EXERCISE
All entries shown below should be duplicated character for character.

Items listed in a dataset
Segment Open

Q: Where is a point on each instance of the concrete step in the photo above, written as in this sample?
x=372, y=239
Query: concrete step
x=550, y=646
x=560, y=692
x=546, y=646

Segment Closed

SOLUTION FOR THIS EXERCISE
Q: Where is a point on each instance of the concrete step in the photo above, written as in this sample?
x=372, y=239
Query: concrete step
x=550, y=646
x=560, y=692
x=546, y=646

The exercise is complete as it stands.